[DATA FOR THE TASK]

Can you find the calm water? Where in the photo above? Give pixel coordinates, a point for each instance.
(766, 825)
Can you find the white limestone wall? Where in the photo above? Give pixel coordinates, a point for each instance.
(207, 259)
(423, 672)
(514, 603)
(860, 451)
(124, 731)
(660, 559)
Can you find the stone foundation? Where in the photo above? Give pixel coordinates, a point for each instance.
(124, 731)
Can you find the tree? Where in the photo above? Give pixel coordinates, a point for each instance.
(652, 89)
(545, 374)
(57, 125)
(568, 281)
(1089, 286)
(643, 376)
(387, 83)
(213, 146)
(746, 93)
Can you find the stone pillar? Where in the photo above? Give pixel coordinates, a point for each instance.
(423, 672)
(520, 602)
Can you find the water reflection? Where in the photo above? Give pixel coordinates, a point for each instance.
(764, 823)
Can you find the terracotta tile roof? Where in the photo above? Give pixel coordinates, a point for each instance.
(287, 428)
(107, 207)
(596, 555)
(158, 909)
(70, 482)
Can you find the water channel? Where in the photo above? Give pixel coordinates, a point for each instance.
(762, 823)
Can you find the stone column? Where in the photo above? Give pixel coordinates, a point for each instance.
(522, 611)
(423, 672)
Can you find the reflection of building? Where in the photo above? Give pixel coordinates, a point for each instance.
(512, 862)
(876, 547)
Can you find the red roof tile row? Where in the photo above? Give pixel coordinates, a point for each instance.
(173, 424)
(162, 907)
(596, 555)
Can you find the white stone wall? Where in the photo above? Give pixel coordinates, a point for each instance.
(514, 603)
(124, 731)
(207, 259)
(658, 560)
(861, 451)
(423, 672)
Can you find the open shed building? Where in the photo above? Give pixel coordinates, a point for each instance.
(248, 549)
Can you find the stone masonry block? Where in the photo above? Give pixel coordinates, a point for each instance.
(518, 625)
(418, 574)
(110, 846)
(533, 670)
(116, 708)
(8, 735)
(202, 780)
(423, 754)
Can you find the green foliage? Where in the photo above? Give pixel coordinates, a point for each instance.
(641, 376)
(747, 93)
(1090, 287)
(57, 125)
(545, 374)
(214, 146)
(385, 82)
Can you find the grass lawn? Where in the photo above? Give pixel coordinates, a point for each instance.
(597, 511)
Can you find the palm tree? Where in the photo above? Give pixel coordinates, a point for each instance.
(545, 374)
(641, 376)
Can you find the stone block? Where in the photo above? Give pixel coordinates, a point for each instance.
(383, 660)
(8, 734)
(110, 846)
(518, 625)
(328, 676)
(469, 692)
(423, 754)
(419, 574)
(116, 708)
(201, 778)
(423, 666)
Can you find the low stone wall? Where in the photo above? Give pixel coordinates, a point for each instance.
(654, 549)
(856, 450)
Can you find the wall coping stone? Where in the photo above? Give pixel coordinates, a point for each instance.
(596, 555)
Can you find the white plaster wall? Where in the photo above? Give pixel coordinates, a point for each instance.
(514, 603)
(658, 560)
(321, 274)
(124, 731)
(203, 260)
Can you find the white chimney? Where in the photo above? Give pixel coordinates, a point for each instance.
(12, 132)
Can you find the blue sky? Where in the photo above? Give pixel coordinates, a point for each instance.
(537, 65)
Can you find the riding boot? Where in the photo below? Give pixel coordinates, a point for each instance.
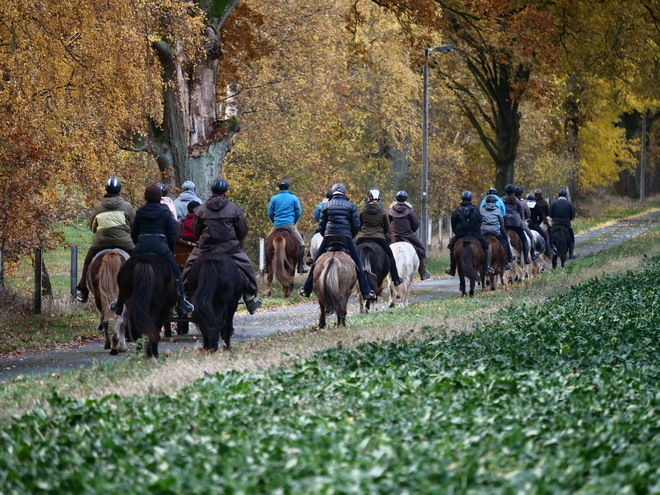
(184, 306)
(452, 267)
(301, 261)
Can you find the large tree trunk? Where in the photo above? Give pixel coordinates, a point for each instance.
(192, 142)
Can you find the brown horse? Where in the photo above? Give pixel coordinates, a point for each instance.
(102, 282)
(146, 284)
(334, 278)
(282, 252)
(497, 259)
(469, 256)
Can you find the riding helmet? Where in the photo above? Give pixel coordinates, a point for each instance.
(374, 194)
(219, 185)
(113, 185)
(338, 189)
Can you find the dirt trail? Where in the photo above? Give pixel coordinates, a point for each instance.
(290, 318)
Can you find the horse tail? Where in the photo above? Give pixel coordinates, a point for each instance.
(140, 318)
(283, 270)
(330, 284)
(466, 260)
(107, 277)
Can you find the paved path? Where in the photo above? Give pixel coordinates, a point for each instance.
(290, 318)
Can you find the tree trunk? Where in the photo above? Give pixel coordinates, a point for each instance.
(192, 143)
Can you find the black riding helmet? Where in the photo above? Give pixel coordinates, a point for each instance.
(113, 185)
(219, 185)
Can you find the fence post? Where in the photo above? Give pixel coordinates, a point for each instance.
(37, 280)
(262, 254)
(74, 271)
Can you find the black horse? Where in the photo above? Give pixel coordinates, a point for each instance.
(146, 284)
(376, 266)
(562, 237)
(215, 287)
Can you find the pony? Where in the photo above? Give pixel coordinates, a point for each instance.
(334, 277)
(146, 284)
(407, 263)
(102, 282)
(315, 244)
(497, 259)
(282, 252)
(562, 238)
(376, 266)
(215, 287)
(469, 256)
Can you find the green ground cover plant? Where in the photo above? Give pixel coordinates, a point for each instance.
(555, 398)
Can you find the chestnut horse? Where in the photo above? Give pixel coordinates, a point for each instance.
(469, 256)
(282, 252)
(334, 278)
(146, 284)
(216, 287)
(102, 282)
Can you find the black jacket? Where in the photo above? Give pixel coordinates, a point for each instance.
(466, 220)
(154, 218)
(339, 217)
(562, 212)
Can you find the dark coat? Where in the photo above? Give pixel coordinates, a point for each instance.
(339, 217)
(562, 212)
(220, 225)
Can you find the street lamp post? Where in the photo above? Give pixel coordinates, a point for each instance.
(425, 142)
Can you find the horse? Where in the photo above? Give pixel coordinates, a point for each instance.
(407, 263)
(562, 238)
(469, 256)
(215, 287)
(102, 282)
(334, 278)
(497, 259)
(376, 266)
(282, 252)
(315, 244)
(147, 286)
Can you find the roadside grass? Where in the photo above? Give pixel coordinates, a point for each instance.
(554, 394)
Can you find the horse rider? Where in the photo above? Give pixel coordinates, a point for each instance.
(339, 224)
(187, 195)
(154, 232)
(492, 223)
(221, 227)
(518, 192)
(374, 226)
(284, 211)
(514, 218)
(110, 221)
(166, 201)
(537, 217)
(492, 193)
(404, 223)
(540, 212)
(466, 222)
(562, 212)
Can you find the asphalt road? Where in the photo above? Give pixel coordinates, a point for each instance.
(287, 319)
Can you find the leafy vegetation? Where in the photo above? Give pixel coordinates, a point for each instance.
(555, 398)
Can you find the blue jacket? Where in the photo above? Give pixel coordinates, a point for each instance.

[/DATA FOR THE TASK]

#### PROMPT:
Give every record again word for word, pictures excluded.

#### TASK ANSWER:
Can you find the calm water? Where in the photo above? Give pixel coordinates, a point for each instance.
(766, 825)
Can you find the white limestone wall? Where in the photo above? Give pixel coordinates, a point for each instance.
(207, 259)
(423, 672)
(514, 603)
(860, 451)
(124, 731)
(660, 559)
Can you find the stone foundation? Where in the photo above? Give pixel coordinates, a point for each instance.
(124, 731)
Can you find the tree? Where in the photo above? Give pixel coordinates, a point for each instance.
(652, 89)
(545, 374)
(57, 125)
(568, 281)
(1089, 286)
(643, 376)
(387, 83)
(213, 146)
(746, 93)
Can you find the stone pillar? Where in the photo above? Give pixel coordinates, a point for each instance.
(423, 672)
(520, 602)
Can you find the water reflection? Where in the photo above? Give pixel coordinates, a point for each instance.
(764, 823)
Can you find the terracotta tile roof? Where in the photo above? Give pixel coordinates, a point for each instance.
(287, 428)
(107, 207)
(596, 555)
(158, 909)
(70, 482)
Can you find the water channel? Where in the photo above? Give pixel coordinates, a point for each instance.
(762, 823)
Can you find the stone column? Where in the photo above? Give pixel coordinates, a point for each instance.
(522, 611)
(423, 672)
Can you find the reflection of building? Where in the photo above? Give pixel coordinates, a point for each instance.
(512, 862)
(876, 547)
Can you find the red roof tile row? Where in the photo above? Give pixel coordinates, a point for each instance.
(173, 424)
(162, 907)
(596, 555)
Can you find the white stone wall? Where in the photo above? Give pixel coordinates, a point for each instance.
(514, 603)
(124, 731)
(207, 259)
(658, 560)
(861, 451)
(423, 672)
Can you find the open shed building? Where in the photo above? Give pixel coordinates, a point for each instance.
(248, 549)
Can you find the stone masonry block? Where in the photo above? Give pixel coordinates, a point for each instance.
(518, 625)
(418, 574)
(110, 846)
(533, 670)
(116, 708)
(8, 735)
(202, 780)
(423, 754)
Can you find the green foliage? Where in the photo above? Give pixel coordinates, a point for each instance.
(641, 376)
(747, 93)
(1090, 287)
(57, 125)
(545, 374)
(214, 146)
(385, 82)
Can you find the grass lawn? Where in the photo above? Give pixel coordinates, a point for each instance.
(597, 511)
Can you find the palm tree? Where in the photo above? Give pixel coordinates, a point for each instance.
(545, 374)
(641, 376)
Can you find the stone block? Where in the photo above? Give pixel coordinates, a point for each instance.
(383, 660)
(8, 734)
(110, 846)
(518, 625)
(328, 676)
(469, 692)
(423, 754)
(419, 574)
(116, 708)
(201, 778)
(423, 666)
Can you find the low stone wall? Where in the photo above? Give pixel coordinates, a point for each instance.
(654, 549)
(856, 450)
Can you find the wall coping stone? Where in the photo above? Give pixel coordinates, a point for each instance.
(596, 555)
Can you find the white plaster wall? Where in the photo above? Give pixel coordinates, a point for each instance.
(514, 603)
(658, 560)
(321, 274)
(124, 731)
(203, 260)
Can you find the white chimney? Where in the photo above? Give pixel coordinates, a point for each instance.
(12, 132)
Can you find the blue sky? Where in the photo above? Give pixel coordinates, a point for each instance.
(537, 65)
Can you find the riding boot? Where in the photo below? Give pixel coordinates, a point for each instance.
(184, 306)
(452, 267)
(301, 261)
Can you find the large tree trunk? Where in the photo above? Give pixel coordinates, a point for each instance.
(192, 142)
Can you find the brown horse? Where in the photo above? Give pixel coordinates, a point for each instance.
(102, 282)
(146, 284)
(334, 278)
(282, 252)
(497, 259)
(469, 256)
Can you find the riding helmet? Where in the photo above? Give pixel coordinates, a point for each instance.
(374, 194)
(219, 185)
(113, 185)
(338, 189)
Can you find the dirt trail? Where in the photo above? Give pixel coordinates, a point for each instance.
(290, 318)
Can you find the horse tail? Where in the photo above? Give pixel coordinates, a point for each instance.
(140, 318)
(283, 270)
(330, 284)
(466, 260)
(107, 277)
Can you find the paved path? Where in the photo above? Give pixel coordinates, a point for each instance.
(290, 318)
Can you find the tree trunk? Where in the photo above? Give pixel coordinates, a point for each instance.
(192, 143)
Can you find the black riding helmet? Where in the photo above? Give pixel coordinates, a point for each instance.
(113, 185)
(219, 185)
Can you find the fence post? Where in the photo above? Give pixel coordinates, a point for each instance.
(37, 280)
(262, 254)
(74, 271)
Can you find the black horse? Where in the photo above? Give pixel coordinates, a point for each instance.
(146, 284)
(376, 266)
(562, 237)
(215, 287)
Can you find the pony? Where in the photo above? Give pixel coordinates, a point for each instance.
(334, 277)
(146, 284)
(407, 263)
(102, 282)
(315, 244)
(497, 259)
(282, 252)
(562, 238)
(376, 266)
(215, 287)
(469, 256)
Can you find the green ground cover plant? Where in the photo above? Give pixel coordinates, a point for each instance.
(555, 398)
Can you find the chestnut horse? Where in the photo above? Give pixel coordinates, a point for each instance.
(469, 256)
(282, 252)
(334, 278)
(146, 284)
(216, 287)
(102, 282)
Can you find the black jacket? Where in the photo above? Give pixel coordinates, a point for each instance.
(466, 220)
(154, 218)
(339, 217)
(562, 212)
Can you find the dark coat? Where in the photo above? Give pixel coordinates, a point for each instance.
(339, 217)
(562, 212)
(220, 225)
Can you find the street lamp post? Where in the photo above? Give pixel coordinates, a point for each instance.
(425, 142)
Can you find the horse? Where in the photo above? Give pixel coordinates, a point for each instance.
(407, 263)
(562, 238)
(469, 256)
(215, 287)
(102, 282)
(334, 278)
(497, 259)
(376, 266)
(282, 252)
(315, 244)
(147, 286)
Can you find the roadside grass? Where in the photo above? Give pixel coordinates, a point for each instance.
(554, 394)
Can you find the horse rider? Where in the photo above? Give pixel coordinates, a point for each instance.
(339, 224)
(187, 195)
(154, 232)
(492, 223)
(221, 227)
(518, 192)
(374, 226)
(284, 211)
(514, 218)
(110, 221)
(166, 201)
(537, 217)
(492, 193)
(404, 223)
(540, 212)
(466, 222)
(562, 212)
Can you find the asphalt road? Where in the photo above? Give pixel coordinates, a point for each instance.
(287, 319)
Can you find the leafy vegetation? Where in the photo above? Give pixel coordinates, a point for each instance.
(555, 398)
Can you find the blue jacket? Where in the photo above? Give pixel coordinates, a point for each instance.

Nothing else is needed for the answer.